>> BEGIN READING PASSAGE

Zero-Downtime Deployments on Kubernetes: Rolling vs Blue-Green vs Canary

Deployment is the moment most engineering teams fear. Not because deployments are inherently dangerous - they are not - but because the team has not invested in making them safe. Three strategies exist to take that fear out of the equation. Here is how they work and when to use each.

Why Your Current Approach Probably Has Downtime

If you are using a basic kubectl apply or a simple rolling update with no configuration, you likely have subtle downtime:

•Pods accepting traffic while containers are still initializing
•Old pods terminating while requests are in-flight
•Health checks not configured, so bad deployments go undetected for minutes

All three strategies below assume you fix these first:

yaml
spec:
  containers:
    - name: api
      readinessProbe:
        httpGet:
          path: /health
          port: 8080
        initialDelaySeconds: 5
        periodSeconds: 5
        failureThreshold: 3
      livenessProbe:
        httpGet:
          path: /health
          port: 8080
        initialDelaySeconds: 15
        periodSeconds: 10
  terminationGracePeriodSeconds: 30

And in your Service/Ingress, ensure preStop gives in-flight requests time to drain:

yaml
lifecycle:
  preStop:
    exec:
      command: ["sh", "-c", "sleep 5"]

Now, the strategies.

Strategy 1: Rolling Update (Default)

>> END READING PASSAGE
>> BEGIN DATA SUPPLIED

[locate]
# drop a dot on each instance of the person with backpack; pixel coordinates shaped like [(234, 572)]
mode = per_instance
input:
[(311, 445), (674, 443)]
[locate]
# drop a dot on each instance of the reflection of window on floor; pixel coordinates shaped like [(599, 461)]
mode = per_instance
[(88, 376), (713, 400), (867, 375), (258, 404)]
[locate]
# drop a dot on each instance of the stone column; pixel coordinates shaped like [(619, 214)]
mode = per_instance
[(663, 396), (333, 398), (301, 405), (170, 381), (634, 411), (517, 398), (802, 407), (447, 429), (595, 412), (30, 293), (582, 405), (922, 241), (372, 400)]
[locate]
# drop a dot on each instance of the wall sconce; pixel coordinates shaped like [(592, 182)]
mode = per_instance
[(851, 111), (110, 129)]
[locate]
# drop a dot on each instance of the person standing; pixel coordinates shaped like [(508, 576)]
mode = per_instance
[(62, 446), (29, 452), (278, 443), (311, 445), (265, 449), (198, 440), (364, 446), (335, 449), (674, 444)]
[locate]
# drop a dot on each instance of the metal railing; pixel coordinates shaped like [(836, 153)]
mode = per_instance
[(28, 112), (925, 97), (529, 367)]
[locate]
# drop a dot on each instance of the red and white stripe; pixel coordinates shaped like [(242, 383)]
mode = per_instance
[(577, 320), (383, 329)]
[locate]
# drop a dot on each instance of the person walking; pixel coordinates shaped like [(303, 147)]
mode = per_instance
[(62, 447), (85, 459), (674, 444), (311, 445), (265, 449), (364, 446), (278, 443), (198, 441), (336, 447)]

>> END DATA SUPPLIED

--- GOAL ---
Put this sentence from the Kubernetes deployment article into Spanish: "Deployment is the moment most engineering teams fear."

--- EXERCISE RESULT ---
El despliegue es el momento que la mayoría de los equipos de ingeniería temen.